--- start EXTRACT TO READ ---

The multicollinearity also exists in meteorological drivers at daily scales, which requires careful handling of the interpretation results if adding more predictors. For example, radiation is usually an important driver of snowmelt that favors flooding (Merz and Blöschl, 2003), but the interpretation method might not assign it high importance when it is combined with day length as an additional predictor due to the high correlation between the two variables (see Fig. S8 for an example). This is because the used interpretation technique does not measure how important a feature is in the real world but rather how important it is to the model. Therefore, it is not necessarily better to add more input features to a model in terms of process understanding, which can even be misleading if the interpretation results are not justified by sufficient physical knowledge (Kroll and Song, 2013). In this study, instead of using more predictors that result in less interpretability, we restricted ourselves to few input features whose effect can be relatively easily interpreted and understood. Therefore, we only selected daily precipitation, temperature, and day length as meteorological inputs, the combination of which results in uncovering three well-known flooding mechanisms. The results are physically interpretable and comparable with findings from other studies that used classical methods. Incorporating more meteorological drivers into the model might, in theory, allow for the identification of additional flooding mechanisms that may be overlooked. However, multicollinearity and confounding can pose a challenge to interpretability, especially when the recognized patterns cannot be linked to fundamental physical processes. Therefore, we leave how to resolve the trade off as an open question for future studies.

--- end EXTRACT TO READ ---
--- start DATASET CONTENT ---

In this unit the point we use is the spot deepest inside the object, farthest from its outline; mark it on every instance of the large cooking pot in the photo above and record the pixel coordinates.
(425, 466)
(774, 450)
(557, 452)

--- end DATASET CONTENT ---

* OBJECTIVES
• a. In the passage on flood drivers, translate this sentence into Spanish: "This is because the used interpretation technique does not measure how important a feature is in the real world but rather how important it is to the model."
• b. According to the passage on flood drivers, which daily inputs were chosen as meteorological predictors?
• c. Carry on the passage on flood drivers and model interpretation, picking up after its final sentence.

* THE REPLIES
• a. Esto se debe a que la técnica de interpretación utilizada no mide cuán importante es una variable en el mundo real, sino cuán importante es para el modelo.

• b. Daily precipitation, temperature, and day length.

• c.
In the clustering procedure, we chose to use a 7 d window to aggregate the daily IG scores into a low-dimensional contribution vector for the sake of efficiency in clustering lengthy time series, which could induce inevitable uncertainties and subjectivity. Despite this, additional tests indicate that our findings are similar when using a 5 d window, which is also a common interval to consider flooding drivers (e.g., Rottler et al., 2021). Specifically, based on the 5 d window, the events identified with snowmelt, recent precipitation, or antecedent precipitation as the primary causes account for 15.3 %, 48.9 %, and 35.8 % of all the 53 968 annual maximum peak discharges (Fig. S9), which is only slightly different from using a 7 d window. As for the three mechanisms in individual catchments, decreasing the window length has the least impact on identifying snowmelt-driven floods, with the absolute changes in their proportions being within 1 % for 81.5 % of catchments and within 5 % for 97.2 % of catchments. In comparison, the proportion changes for two other flooding types are more sensitive, with changes within 5 % for 76.6 % (78.0 %) of catchments in terms of recent (antecedent) precipitation-driven flooding. However, this does not affect the conclusion regarding the respective trends in flooding mechanisms (Fig. S10), indicating the robustness of the methodology. Despite this sensitivity analysis, we would like to emphasize that the selection of the separating window remains somewhat subjective, and further exploration is needed to avoid a possible bias due to arbitrary judgments in identifying flooding mechanisms.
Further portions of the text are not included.